» WHAT IS NEEDED
Reproduce the items starting at the line that contains "the lichen-covered rock" and ending at the line that contains "(1347, 266)", keeping the requests unchanged. Multiply each point coordinate in the answers by 0.65 and round it to a whole number, with halves rounded up.

━━━━━ EXTRACTED RECORDS

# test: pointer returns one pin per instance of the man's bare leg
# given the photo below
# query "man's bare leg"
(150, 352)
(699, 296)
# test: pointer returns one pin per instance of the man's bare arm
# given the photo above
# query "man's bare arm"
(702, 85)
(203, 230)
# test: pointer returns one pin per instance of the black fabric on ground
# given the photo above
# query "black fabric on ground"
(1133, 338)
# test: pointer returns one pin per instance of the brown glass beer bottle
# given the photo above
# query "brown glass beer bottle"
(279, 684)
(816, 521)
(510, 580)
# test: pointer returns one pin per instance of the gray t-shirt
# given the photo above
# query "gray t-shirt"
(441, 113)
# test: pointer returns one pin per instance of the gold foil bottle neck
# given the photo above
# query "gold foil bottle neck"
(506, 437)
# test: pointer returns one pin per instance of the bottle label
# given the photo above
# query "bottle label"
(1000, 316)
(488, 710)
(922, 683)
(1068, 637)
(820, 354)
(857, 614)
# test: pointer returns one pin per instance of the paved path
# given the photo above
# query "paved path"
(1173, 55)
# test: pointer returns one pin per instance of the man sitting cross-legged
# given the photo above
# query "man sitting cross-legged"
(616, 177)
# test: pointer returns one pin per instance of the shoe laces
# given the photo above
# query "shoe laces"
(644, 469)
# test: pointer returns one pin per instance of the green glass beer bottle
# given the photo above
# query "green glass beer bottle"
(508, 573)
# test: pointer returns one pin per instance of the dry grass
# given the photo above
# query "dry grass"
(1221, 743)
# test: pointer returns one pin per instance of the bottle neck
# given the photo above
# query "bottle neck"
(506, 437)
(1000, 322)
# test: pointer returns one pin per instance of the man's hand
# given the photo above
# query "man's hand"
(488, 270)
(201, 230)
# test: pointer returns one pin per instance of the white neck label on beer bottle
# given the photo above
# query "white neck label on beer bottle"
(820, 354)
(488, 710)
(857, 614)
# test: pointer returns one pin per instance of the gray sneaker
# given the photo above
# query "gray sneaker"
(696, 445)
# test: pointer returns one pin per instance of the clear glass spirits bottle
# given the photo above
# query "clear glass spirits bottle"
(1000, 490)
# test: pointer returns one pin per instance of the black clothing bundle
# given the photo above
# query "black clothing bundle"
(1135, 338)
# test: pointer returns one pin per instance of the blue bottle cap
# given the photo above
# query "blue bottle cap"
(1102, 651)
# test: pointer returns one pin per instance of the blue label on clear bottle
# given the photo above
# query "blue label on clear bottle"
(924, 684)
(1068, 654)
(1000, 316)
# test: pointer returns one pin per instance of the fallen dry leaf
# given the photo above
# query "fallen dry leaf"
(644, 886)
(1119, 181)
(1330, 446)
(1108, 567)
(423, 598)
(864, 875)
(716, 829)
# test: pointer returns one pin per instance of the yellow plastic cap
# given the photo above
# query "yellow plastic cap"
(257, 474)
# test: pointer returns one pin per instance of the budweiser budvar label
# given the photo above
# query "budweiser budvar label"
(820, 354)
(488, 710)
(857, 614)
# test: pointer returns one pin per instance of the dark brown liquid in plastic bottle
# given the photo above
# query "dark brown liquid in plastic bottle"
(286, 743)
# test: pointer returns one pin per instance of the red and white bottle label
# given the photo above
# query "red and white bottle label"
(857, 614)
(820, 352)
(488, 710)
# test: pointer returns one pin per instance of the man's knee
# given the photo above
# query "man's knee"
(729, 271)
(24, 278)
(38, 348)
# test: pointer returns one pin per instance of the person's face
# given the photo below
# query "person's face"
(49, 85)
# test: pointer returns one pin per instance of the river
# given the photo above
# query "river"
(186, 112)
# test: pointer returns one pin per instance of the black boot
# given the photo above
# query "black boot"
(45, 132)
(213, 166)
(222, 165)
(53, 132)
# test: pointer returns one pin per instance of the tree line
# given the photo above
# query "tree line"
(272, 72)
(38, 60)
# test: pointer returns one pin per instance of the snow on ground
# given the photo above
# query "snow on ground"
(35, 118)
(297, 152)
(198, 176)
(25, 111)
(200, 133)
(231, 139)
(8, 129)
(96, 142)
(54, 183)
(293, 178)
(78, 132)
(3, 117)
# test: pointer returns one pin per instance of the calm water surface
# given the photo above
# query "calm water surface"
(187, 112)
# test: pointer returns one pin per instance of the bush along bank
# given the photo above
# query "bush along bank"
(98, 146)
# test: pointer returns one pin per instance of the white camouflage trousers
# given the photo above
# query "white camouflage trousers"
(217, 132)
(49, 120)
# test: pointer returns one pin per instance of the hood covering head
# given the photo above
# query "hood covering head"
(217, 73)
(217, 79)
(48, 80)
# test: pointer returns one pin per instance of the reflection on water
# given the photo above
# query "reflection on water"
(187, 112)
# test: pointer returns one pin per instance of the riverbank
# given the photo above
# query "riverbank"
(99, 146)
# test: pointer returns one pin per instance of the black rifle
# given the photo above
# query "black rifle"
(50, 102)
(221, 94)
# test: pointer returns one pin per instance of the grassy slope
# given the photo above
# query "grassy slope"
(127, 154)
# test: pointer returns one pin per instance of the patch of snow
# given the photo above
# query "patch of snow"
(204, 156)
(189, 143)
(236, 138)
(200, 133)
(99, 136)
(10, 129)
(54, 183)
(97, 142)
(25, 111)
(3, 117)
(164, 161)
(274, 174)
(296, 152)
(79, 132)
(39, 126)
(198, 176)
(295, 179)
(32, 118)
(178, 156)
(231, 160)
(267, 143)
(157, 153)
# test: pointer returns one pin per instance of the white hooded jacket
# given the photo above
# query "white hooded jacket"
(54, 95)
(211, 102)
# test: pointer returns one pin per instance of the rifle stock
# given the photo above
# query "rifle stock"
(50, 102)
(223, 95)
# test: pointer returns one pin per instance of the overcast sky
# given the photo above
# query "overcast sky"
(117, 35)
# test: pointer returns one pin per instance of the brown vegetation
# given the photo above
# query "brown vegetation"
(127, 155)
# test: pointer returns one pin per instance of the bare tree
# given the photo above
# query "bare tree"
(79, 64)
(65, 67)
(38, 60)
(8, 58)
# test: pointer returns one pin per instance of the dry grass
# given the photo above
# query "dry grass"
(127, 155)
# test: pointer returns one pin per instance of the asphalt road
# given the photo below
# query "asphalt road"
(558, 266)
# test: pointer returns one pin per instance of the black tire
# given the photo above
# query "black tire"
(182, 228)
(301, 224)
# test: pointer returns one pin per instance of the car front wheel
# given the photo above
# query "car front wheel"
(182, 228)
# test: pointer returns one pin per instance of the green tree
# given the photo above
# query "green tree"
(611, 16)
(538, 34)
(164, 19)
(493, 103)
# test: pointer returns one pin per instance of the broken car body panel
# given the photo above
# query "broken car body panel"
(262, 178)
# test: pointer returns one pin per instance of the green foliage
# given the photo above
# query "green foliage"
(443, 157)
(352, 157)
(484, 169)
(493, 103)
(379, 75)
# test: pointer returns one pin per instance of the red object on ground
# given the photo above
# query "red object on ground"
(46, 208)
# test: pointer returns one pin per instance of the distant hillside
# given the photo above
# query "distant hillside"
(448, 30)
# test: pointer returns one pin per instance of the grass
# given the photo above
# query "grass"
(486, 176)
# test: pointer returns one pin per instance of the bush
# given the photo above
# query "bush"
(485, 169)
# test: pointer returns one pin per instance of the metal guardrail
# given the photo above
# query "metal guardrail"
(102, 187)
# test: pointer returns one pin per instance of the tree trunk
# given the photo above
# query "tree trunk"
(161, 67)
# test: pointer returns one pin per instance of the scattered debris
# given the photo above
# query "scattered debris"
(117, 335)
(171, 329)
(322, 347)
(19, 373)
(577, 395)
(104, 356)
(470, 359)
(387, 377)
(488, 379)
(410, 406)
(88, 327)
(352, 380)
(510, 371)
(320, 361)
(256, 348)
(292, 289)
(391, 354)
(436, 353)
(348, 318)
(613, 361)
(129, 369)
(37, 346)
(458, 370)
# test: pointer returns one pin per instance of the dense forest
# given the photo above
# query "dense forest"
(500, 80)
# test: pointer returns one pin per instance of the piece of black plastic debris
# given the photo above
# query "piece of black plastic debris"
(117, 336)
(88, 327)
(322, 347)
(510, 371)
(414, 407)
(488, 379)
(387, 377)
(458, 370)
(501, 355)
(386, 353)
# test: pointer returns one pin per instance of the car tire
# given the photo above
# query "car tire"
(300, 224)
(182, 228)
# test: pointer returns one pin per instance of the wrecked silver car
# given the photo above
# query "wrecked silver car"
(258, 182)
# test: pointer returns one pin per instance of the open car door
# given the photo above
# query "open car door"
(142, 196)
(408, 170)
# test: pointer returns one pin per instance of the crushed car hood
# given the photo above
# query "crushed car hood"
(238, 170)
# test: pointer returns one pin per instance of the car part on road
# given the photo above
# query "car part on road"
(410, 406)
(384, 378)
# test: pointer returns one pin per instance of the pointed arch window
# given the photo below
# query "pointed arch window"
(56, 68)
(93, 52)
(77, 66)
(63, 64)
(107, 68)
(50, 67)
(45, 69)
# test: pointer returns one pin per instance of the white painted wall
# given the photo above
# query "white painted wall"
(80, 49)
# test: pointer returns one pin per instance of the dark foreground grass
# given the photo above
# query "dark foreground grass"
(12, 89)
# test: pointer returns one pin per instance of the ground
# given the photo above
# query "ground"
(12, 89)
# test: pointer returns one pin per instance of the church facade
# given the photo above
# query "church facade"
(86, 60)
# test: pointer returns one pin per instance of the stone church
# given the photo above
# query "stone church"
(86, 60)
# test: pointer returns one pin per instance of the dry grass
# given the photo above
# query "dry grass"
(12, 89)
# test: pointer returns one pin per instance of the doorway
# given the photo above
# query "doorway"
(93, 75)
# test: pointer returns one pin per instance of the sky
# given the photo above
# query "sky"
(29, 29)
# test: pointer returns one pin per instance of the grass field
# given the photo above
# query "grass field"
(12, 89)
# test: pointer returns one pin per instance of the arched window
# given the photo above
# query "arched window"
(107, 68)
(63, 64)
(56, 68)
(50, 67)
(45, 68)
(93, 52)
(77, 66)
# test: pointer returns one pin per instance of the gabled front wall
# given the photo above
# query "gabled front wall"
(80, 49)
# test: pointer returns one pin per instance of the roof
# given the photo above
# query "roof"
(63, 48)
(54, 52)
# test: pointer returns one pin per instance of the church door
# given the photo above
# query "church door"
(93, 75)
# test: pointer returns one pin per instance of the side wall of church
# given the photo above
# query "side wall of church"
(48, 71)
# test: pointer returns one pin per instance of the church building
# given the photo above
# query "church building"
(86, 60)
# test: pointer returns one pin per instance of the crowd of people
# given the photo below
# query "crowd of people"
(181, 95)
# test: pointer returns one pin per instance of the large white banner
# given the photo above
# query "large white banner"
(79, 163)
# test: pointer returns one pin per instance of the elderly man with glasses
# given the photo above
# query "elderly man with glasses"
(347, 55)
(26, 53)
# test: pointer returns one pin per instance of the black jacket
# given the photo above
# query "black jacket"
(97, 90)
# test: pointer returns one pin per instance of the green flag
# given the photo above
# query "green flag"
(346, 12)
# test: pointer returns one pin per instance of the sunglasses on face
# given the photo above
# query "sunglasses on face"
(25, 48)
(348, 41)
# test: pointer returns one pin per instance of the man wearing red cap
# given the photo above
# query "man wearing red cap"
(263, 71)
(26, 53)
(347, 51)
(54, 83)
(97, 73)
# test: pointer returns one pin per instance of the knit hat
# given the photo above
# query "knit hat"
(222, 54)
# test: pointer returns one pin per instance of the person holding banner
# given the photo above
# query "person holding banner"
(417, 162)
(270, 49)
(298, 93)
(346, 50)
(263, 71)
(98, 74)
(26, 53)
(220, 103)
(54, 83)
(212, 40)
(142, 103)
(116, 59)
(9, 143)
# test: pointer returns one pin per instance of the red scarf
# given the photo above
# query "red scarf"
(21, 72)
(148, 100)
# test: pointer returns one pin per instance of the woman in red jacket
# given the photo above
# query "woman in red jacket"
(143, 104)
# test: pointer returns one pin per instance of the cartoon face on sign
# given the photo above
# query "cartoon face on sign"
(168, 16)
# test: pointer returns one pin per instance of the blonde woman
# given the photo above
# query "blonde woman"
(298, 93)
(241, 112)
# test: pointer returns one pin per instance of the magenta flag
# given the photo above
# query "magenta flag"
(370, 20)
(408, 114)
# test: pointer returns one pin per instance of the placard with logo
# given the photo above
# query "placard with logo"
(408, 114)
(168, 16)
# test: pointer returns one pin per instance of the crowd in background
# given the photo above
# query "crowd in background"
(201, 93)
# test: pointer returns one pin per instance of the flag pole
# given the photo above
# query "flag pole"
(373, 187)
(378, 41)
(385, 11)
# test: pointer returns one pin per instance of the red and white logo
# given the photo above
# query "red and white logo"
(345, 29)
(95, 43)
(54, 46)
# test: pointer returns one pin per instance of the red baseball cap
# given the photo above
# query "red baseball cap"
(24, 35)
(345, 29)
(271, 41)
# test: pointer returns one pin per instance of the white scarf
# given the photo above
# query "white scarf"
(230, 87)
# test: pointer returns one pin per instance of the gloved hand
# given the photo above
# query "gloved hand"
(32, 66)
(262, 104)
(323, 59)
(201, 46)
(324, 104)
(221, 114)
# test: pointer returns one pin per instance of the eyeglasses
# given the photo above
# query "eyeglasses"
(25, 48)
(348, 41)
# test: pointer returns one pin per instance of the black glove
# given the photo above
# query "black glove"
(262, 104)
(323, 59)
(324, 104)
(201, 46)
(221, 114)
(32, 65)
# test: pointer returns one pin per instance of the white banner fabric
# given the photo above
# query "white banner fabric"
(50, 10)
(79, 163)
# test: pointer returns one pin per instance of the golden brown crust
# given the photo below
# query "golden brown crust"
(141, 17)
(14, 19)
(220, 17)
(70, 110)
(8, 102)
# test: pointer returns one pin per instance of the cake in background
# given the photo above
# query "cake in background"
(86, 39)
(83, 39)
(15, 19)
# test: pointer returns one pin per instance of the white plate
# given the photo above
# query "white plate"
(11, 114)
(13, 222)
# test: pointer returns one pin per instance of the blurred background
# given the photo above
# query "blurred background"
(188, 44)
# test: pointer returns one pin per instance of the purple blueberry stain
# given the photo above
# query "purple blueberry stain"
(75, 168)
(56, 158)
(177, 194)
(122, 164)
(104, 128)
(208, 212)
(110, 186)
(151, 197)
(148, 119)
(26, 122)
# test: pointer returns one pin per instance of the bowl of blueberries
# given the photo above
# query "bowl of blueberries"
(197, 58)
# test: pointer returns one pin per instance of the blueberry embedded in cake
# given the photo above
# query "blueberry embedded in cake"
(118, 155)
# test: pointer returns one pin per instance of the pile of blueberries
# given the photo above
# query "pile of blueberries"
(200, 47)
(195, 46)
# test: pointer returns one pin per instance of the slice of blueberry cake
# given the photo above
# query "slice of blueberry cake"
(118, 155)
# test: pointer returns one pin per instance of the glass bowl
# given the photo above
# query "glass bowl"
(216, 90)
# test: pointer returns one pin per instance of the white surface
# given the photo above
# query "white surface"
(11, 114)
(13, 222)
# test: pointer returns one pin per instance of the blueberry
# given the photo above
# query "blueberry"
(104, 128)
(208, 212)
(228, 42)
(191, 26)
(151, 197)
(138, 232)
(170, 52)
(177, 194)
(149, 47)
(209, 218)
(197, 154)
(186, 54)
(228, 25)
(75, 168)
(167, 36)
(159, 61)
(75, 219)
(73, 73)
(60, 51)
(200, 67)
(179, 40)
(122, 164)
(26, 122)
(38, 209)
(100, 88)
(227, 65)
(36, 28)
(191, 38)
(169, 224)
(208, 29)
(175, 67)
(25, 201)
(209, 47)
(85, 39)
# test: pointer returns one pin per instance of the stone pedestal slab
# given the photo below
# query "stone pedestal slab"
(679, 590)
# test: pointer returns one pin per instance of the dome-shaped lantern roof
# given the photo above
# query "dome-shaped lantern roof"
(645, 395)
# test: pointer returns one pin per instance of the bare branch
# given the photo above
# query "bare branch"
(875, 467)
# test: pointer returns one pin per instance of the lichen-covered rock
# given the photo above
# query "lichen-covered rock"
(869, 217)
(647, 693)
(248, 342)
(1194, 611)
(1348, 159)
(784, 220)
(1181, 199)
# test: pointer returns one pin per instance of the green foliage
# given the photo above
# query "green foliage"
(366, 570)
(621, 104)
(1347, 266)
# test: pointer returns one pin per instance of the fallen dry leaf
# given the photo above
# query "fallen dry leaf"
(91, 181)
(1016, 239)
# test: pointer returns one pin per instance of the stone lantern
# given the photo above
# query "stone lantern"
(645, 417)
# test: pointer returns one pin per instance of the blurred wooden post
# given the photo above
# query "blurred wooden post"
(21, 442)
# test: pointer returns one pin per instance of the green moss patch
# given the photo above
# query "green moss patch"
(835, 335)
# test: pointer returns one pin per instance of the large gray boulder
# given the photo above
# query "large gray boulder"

━━━━━━━━━━

» RESULT FOR THIS EXERCISE
# test: pointer returns one pin per instance of the lichen-covered rock
# given the photo above
# query "lichen-covered rock"
(565, 141)
(421, 450)
(161, 222)
(776, 397)
(876, 103)
(510, 143)
(768, 129)
# test: pointer returns one pin per instance of the green foliage
# given the photo above
# query "green foliage"
(238, 371)
(404, 68)
(876, 173)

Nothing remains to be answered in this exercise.